◆ **Extract**:
━━━━━━━━

F Series vs. ZD

/ F Series vs. ZD #141  
It just sets right in with no clamps or bolting. With even just 2 psi it is a snug fit between the seat and the bottom of the base. And 11-12 psi is were I usually keep it.

I'm afraid that just won't do! There must be a complicated retaining mechanism to hold that thing!
 
/ F Series vs. ZD #142  
/ F Series vs. ZD #143  
Update. Ended up keeping the ZD1211-60 bought F 2690-60 working on air pressures on the F to get rid of the excessive bouncing. Each machine has pros and con's. Just lucky that I can keep both and every once and a while can use the old BX2360 for the really rough stuff 😉
 
/ F Series vs. ZD #144  
Update. Ended up keeping the ZD1211-60 bought F 2690-60 ... Each machine has pros and con's …
Does the F spin the inside tire doing fairly tight turns ?

My F3710 i got rid of was Horrible when going up slight hill turning :mad:
 
/ F Series vs. ZD #145  
My F2000 does unless I engage the 4wd.
 
/ F Series vs. ZD #146  
My F2000 does unless I engage the 4wd.
4wd seemed to make my F3710 spin worse.
I even fluid filled all 4 tires & it didn’t help.

The F just didn’t suit my application at all so I traded it for a ZD1611.
 
/ F Series vs. ZD #147  
Your 770 will easily run a 9' haybine. Set it to swathe and not windrow and you can run in 3rd gear. I ran my NH479 hay mower with an 18 h.p. Yanmar on my lawn for a few years. The sickle type cutter leaves an awesome pattern in the lawn. Add a baler and sell the 'hay' to animal keepers. My Yanmar also had no trouble with a JD-14T even though the tractor did not have a separate pto clutch.
 
/ F Series vs. ZD #150  
Going to look at a used unit this Friday…zd1211 72” side discharge with 100 hours. Wish me luck

Good luck! They are great machines, and starting this season I have 2200 hours on mine.

━━━━━━━━

◆ **Given records**:
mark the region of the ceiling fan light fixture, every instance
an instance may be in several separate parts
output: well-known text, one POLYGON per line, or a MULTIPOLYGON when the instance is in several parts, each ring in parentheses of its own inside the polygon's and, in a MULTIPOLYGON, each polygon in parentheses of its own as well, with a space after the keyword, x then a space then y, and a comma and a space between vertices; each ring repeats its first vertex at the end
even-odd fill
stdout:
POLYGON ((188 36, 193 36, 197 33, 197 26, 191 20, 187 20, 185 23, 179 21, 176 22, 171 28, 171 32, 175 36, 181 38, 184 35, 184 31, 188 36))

━━━━━━━━

◆ **Written request 1**: Would you repeat the passage of the F Series vs. ZD thread from "My F3710 i got" up to and including "F3710 spin worse.", word for word?
◆ **Written request 2**: Can you reproduce every line of the rows in Block 1 without changing a single character?

◆ **Expected output 1**:
My F3710 i got rid of was Horrible when going up slight hill turning :mad:
 
/ F Series vs. ZD #145  
My F2000 does unless I engage the 4wd.
 
/ F Series vs. ZD #146  
My F2000 does unless I engage the 4wd.
4wd seemed to make my F3710 spin worse.

◆ **Expected output 2**:
mark the region of the ceiling fan light fixture, every instance
an instance may be in several separate parts
output: well-known text, one POLYGON per line, or a MULTIPOLYGON when the instance is in several parts, each ring in parentheses of its own inside the polygon's and, in a MULTIPOLYGON, each polygon in parentheses of its own as well, with a space after the keyword, x then a space then y, and a comma and a space between vertices; each ring repeats its first vertex at the end
even-odd fill
stdout:
POLYGON ((188 36, 193 36, 197 33, 197 26, 191 20, 187 20, 185 23, 179 21, 176 22, 171 28, 171 32, 175 36, 181 38, 184 35, 184 31, 188 36))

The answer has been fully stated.